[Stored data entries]
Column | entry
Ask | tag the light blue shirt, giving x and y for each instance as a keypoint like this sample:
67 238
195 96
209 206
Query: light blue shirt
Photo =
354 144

■ **WHAT YOU WILL DO**:
With no additions or omissions, transcribe every record.

■ **THE ANSWER**:
Column | entry
Ask | tag the light blue shirt, giving x and y for each instance as a keypoint like this sample:
67 238
195 96
209 206
Query: light blue shirt
Photo =
354 144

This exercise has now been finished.